-------- BRANO DA ESAMINARE

Lo zen e l’arte della cerimonia del tè
di Kakuzo Okakura
Feltrinelli 1998 (1964)
99 pp.
7,00 euro
In origine il tè fu medicina, per poi trasformarsi in bevanda. Nella Cina dell’VIII secolo entrò a far parte del regno della poesia, come uno dei passatempi raffinati. Nel XV secolo il Giappone lo elevò a religione estetica - il teismo.
Il popolo occidentale, anzi ormai mondiale, si divide in due categorie: chi a colazione beve il caffè e chi preferisce il tè. Mauriel Barbery li definisce come “l’incanto e l’eleganza contro la cattiveria e i giochi di potere degli adulti”. Questo libello è per il “popolo del tè”.
Immaginiamo per un momento di essere nel Giappone di fine Ottocento: le frontiere e le barriere erette per proteggersi dalla penetrazione occidentale sono ormai crollate. Il governo ha avviato un’importante politica di modernizzazione; non tutti sono contenti di questi inevitabili cambiamenti. C’è che ritiene che questo modo di agire possa far scomparire le tradizioni del fragile mondo color dei ciliegi in fiore. Uno degli esteti che si battono perché ciò non avvenga è l’autore di questo piccolo trattato. Kakuzo Okakura, discendente di una famiglia di samurai, studente della Tokyo Imperial University sotto Ernest Fenollosa, suo mentore e ispiratore per The book of tea.

----------------
-------- ESTRATTI DEI RECORD

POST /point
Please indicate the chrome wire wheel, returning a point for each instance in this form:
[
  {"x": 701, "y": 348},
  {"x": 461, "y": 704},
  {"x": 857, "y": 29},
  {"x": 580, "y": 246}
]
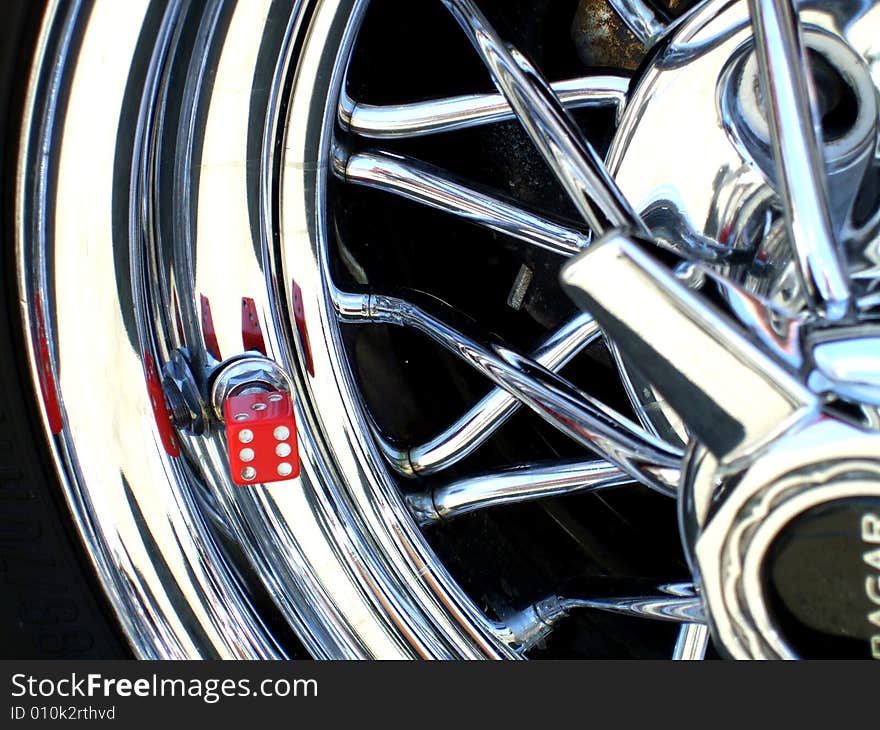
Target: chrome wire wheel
[{"x": 200, "y": 182}]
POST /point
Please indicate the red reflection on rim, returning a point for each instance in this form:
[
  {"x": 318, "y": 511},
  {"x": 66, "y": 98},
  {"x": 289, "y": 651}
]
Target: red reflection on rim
[
  {"x": 299, "y": 316},
  {"x": 48, "y": 387},
  {"x": 160, "y": 408},
  {"x": 251, "y": 332}
]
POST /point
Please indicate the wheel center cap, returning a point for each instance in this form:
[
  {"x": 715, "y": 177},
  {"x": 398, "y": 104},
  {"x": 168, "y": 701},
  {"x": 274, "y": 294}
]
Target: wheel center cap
[{"x": 822, "y": 580}]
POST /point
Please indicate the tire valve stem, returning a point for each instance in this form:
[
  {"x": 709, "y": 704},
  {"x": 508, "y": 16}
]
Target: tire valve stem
[
  {"x": 252, "y": 397},
  {"x": 529, "y": 627}
]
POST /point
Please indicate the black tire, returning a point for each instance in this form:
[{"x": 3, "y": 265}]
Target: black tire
[{"x": 50, "y": 605}]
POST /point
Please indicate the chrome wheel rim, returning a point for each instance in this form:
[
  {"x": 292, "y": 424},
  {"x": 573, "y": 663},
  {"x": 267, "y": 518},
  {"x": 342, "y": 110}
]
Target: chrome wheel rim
[{"x": 193, "y": 565}]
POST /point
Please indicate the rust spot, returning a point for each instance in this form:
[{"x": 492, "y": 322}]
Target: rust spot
[{"x": 602, "y": 39}]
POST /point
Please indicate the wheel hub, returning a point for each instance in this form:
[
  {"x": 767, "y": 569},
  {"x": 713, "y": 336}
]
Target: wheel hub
[{"x": 780, "y": 499}]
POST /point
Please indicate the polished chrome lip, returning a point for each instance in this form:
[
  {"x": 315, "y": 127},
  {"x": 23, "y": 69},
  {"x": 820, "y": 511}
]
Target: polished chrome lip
[
  {"x": 337, "y": 549},
  {"x": 141, "y": 595}
]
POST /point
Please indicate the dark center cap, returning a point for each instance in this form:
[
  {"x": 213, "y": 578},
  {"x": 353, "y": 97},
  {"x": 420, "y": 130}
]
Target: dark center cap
[{"x": 822, "y": 578}]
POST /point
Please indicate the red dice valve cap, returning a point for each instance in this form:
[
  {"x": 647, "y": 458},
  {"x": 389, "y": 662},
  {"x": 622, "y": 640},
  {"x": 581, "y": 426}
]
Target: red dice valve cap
[{"x": 261, "y": 437}]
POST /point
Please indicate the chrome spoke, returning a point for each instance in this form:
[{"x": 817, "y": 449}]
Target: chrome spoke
[
  {"x": 641, "y": 19},
  {"x": 397, "y": 121},
  {"x": 430, "y": 186},
  {"x": 520, "y": 484},
  {"x": 573, "y": 160},
  {"x": 692, "y": 642},
  {"x": 680, "y": 608},
  {"x": 732, "y": 396},
  {"x": 470, "y": 431},
  {"x": 798, "y": 156},
  {"x": 587, "y": 421}
]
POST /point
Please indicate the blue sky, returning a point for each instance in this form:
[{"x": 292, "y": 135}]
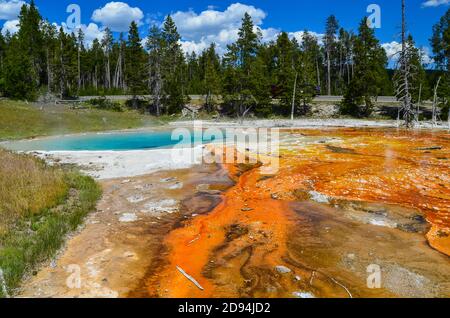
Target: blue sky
[{"x": 203, "y": 21}]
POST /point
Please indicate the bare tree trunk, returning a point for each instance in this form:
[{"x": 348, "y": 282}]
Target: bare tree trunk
[
  {"x": 318, "y": 73},
  {"x": 62, "y": 78},
  {"x": 49, "y": 72},
  {"x": 435, "y": 98},
  {"x": 418, "y": 103},
  {"x": 293, "y": 97},
  {"x": 328, "y": 73},
  {"x": 407, "y": 111}
]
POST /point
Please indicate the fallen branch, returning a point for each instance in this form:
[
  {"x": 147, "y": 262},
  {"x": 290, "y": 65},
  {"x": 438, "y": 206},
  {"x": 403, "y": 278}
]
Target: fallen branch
[
  {"x": 346, "y": 289},
  {"x": 194, "y": 240},
  {"x": 189, "y": 277},
  {"x": 312, "y": 277}
]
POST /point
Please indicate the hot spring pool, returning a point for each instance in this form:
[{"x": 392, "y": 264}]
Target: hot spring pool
[{"x": 108, "y": 142}]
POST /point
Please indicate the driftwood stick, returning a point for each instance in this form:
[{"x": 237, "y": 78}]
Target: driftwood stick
[
  {"x": 346, "y": 289},
  {"x": 189, "y": 277}
]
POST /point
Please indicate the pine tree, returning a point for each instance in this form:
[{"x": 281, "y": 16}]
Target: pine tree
[
  {"x": 66, "y": 65},
  {"x": 369, "y": 73},
  {"x": 211, "y": 79},
  {"x": 107, "y": 44},
  {"x": 311, "y": 49},
  {"x": 286, "y": 70},
  {"x": 135, "y": 60},
  {"x": 175, "y": 96},
  {"x": 23, "y": 64},
  {"x": 155, "y": 81},
  {"x": 2, "y": 57},
  {"x": 332, "y": 26},
  {"x": 81, "y": 51}
]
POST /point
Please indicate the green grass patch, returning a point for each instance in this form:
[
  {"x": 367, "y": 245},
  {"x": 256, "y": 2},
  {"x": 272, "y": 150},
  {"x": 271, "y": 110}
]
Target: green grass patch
[{"x": 36, "y": 237}]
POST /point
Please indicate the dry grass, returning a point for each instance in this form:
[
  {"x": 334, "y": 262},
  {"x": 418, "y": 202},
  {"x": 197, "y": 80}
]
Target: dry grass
[{"x": 27, "y": 186}]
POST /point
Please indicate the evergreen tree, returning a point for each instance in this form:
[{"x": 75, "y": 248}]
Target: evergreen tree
[
  {"x": 49, "y": 38},
  {"x": 286, "y": 70},
  {"x": 175, "y": 96},
  {"x": 81, "y": 51},
  {"x": 370, "y": 72},
  {"x": 2, "y": 57},
  {"x": 135, "y": 59},
  {"x": 155, "y": 44},
  {"x": 311, "y": 50},
  {"x": 332, "y": 26},
  {"x": 107, "y": 44},
  {"x": 23, "y": 66},
  {"x": 66, "y": 64},
  {"x": 211, "y": 78}
]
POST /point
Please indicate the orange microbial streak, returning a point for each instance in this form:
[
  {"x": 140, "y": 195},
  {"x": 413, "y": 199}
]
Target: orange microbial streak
[{"x": 240, "y": 249}]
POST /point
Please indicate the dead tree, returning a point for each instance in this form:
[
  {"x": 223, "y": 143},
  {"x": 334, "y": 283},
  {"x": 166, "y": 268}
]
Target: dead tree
[
  {"x": 293, "y": 96},
  {"x": 404, "y": 77},
  {"x": 435, "y": 103}
]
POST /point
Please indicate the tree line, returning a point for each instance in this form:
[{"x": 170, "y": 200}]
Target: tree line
[{"x": 279, "y": 77}]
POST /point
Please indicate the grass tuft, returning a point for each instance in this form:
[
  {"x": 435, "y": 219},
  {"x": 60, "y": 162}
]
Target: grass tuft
[{"x": 39, "y": 206}]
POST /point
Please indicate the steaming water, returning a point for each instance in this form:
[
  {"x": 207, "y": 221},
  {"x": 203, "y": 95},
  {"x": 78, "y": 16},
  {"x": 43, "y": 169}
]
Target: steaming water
[{"x": 110, "y": 141}]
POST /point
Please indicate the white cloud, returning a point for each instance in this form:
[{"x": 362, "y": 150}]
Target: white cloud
[
  {"x": 193, "y": 26},
  {"x": 91, "y": 31},
  {"x": 392, "y": 49},
  {"x": 199, "y": 30},
  {"x": 435, "y": 3},
  {"x": 11, "y": 26},
  {"x": 118, "y": 16},
  {"x": 10, "y": 9}
]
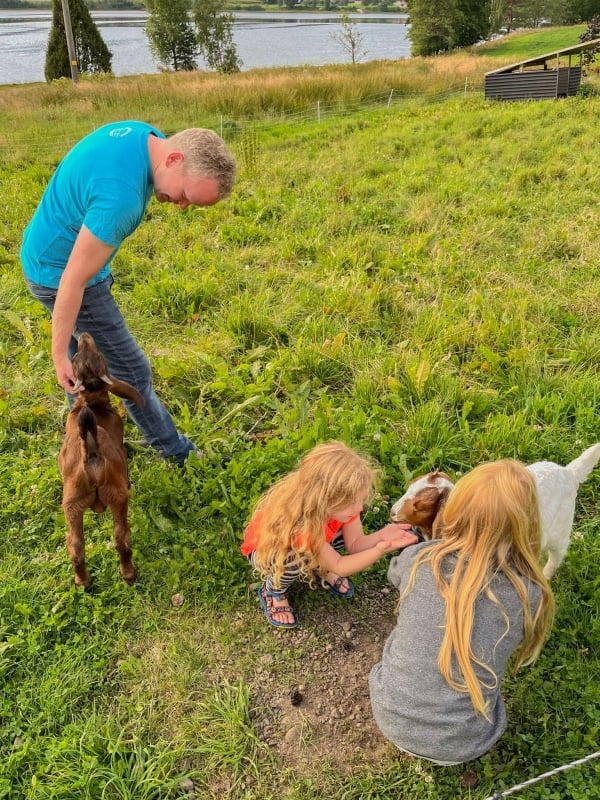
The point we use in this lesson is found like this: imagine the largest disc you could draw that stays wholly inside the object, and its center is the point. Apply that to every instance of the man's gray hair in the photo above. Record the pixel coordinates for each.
(206, 155)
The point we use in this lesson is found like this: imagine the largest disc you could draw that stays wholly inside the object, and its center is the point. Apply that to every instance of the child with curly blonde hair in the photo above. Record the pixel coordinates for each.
(302, 524)
(470, 602)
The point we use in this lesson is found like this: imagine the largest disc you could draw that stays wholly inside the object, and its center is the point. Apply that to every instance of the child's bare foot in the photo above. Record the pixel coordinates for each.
(340, 587)
(277, 609)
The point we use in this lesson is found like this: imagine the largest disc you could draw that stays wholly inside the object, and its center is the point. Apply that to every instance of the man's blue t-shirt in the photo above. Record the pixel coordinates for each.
(105, 183)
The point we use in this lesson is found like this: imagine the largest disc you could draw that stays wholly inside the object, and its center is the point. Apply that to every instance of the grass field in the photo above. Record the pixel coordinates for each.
(419, 280)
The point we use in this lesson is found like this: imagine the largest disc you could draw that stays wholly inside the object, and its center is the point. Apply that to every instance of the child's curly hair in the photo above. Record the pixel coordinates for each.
(293, 513)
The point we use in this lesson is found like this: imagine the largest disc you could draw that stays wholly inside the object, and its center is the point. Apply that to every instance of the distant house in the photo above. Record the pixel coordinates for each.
(552, 75)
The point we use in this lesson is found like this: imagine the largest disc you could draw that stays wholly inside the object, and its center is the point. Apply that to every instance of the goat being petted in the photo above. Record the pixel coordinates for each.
(93, 459)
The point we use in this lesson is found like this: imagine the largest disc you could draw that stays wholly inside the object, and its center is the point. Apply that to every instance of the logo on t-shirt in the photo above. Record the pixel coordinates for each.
(120, 132)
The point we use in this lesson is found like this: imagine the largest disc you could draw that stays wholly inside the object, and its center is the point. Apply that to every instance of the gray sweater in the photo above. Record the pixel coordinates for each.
(412, 704)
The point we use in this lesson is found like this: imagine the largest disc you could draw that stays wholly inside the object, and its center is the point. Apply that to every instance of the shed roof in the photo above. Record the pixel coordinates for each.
(531, 62)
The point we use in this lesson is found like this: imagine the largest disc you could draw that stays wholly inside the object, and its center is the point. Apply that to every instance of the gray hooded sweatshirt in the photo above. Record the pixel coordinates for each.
(412, 704)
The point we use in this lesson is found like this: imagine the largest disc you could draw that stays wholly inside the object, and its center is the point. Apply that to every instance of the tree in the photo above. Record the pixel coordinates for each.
(471, 22)
(440, 25)
(90, 48)
(349, 37)
(430, 26)
(214, 33)
(171, 34)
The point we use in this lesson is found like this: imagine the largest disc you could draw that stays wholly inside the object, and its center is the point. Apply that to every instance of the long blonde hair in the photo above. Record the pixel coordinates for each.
(491, 523)
(293, 513)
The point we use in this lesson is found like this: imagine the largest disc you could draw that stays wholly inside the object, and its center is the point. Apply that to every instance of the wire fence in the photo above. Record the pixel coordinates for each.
(52, 142)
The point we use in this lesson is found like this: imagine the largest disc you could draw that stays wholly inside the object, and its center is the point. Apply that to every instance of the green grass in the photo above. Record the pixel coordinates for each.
(420, 281)
(537, 42)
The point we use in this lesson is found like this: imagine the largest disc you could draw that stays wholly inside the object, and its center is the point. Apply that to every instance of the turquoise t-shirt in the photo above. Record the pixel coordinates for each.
(104, 183)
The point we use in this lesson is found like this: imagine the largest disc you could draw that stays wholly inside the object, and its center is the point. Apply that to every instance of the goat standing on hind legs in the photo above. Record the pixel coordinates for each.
(93, 459)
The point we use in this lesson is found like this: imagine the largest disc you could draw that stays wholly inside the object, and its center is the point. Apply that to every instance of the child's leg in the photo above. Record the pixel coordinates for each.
(341, 587)
(274, 601)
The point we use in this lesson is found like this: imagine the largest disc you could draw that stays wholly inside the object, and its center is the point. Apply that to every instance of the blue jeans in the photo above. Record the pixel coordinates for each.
(100, 316)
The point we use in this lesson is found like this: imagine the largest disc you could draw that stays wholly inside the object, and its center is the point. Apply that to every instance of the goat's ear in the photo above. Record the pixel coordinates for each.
(126, 391)
(437, 528)
(427, 499)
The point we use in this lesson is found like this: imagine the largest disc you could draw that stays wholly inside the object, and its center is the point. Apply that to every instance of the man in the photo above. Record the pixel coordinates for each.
(95, 199)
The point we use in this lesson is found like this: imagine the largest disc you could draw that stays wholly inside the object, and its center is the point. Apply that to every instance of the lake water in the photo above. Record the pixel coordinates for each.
(286, 40)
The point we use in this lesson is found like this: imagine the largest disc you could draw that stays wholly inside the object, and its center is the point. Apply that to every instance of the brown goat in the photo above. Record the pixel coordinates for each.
(93, 459)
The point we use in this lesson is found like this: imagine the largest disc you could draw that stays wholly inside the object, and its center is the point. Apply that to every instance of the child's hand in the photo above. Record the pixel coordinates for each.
(396, 536)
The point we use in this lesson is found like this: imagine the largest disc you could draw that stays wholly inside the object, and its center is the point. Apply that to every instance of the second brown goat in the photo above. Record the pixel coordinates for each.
(93, 459)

----------------

● CONSEGNA A
In quale secolo il Giappone elevò il tè a religione estetica, secondo il brano sulla cerimonia del tè?
● CONSEGNA B
Indica se le seguenti affermazioni concordano con il brano sulla cerimonia del tè, rispondendo sì o no e citando le parole decisive: (i) nella Cina dell'VIII secolo il tè entrò nel regno della poesia; (ii) Kakuzo Okakura studiò alla Tokyo Imperial University sotto Ernest Fenollosa; (iii) il libro costa 9 euro.
● CONSEGNA C
Riprendi il brano sulla cerimonia del tè dal punto in cui termina e prosegui il testo.
Per svolgere gli esercizi i record non servono.

● SOLUZIONE A
Nel XV secolo.

● SOLUZIONE B
(i) Sì: "Nella Cina dell’VIII secolo entrò a far parte del regno della poesia"
(ii) Sì: "studente della Tokyo Imperial University sotto Ernest Fenollosa"
(iii) No: "7,00 euro"

● SOLUZIONE C
Sono solo novantanove pagine, lettura critica e note incluse. Parrebbe un volumetto da bere tutto d’un fiato e invece si corre il rischio di scottarsi e non riuscire a coglierne la fragranza. L’opera esce nel 1906 ed è l’elaborazione di un uomo che ha alle spalle un importante e nobile retaggio e ha studiato ed è cresciuto nel periodo di pieno processo occidentalizzante. L’autore è preso tra due mondi apparentemente inconciliabili e decide così di tentare di spiegare agli occidentali gli aspetti della cultura orientale utilizzando il tè come simbolo. Ancora oggi Lo zen e l’arte della cerimonia del tè è considerato il perfetto “manuale” di avvicinamento alla cultura giapponese.
Che cos’è il tè per gli orientali? Everett F. Bleiler, l’autore dello scritto in chiusura del trattato, lo paragona al sale per gli occidentali. Il sale conferisce sapore e gusto a cose che altrimenti sarebbero scialbe e senza mordente. Lo stesso fa il tè per gli orientali. E’ modo di dire comune infatti che una persona sia “con troppo tè” o “senza tè” in base al suo carattere più o meno passionale. Mentre però noi occidentali abbiamo reso il sale una sorta di moneta di scambio (la parola “salario” indica ancora oggi lo stipendio), per l’Oriente il tè è prima di tutto raffinatezza, silenzio e armonia. Per poter degustare al meglio una tazza anche l’ambiente che ci circonda deve essere perfetto: una sala da tè deve essere Dimora del Vuoto, con pochi elementi posti solo in virtù di un preciso motivo estetico e deve accogliere non più di cinque persone “Più delle Grazie e meno delle Muse”. Semplicità e purezza sono le parole d’ordine. Gli strumenti per la preparazione della bevanda devono essere sempre scrupolosamente puliti e utilizzati con gesti precisi e misurati. Si devono ascoltare i fiori di ciliegio che cadono a terra.
Okakura cerca di farci capire tutto questo, vuole che gli Occidentali capiscano, e capendo, accettino. Un libro da leggere alla sera, per sciacquare via dalla mente lo stress e le preoccupazioni della giornata, in completo silenzio, se proprio non avete in giardino un ciliegio in fiore.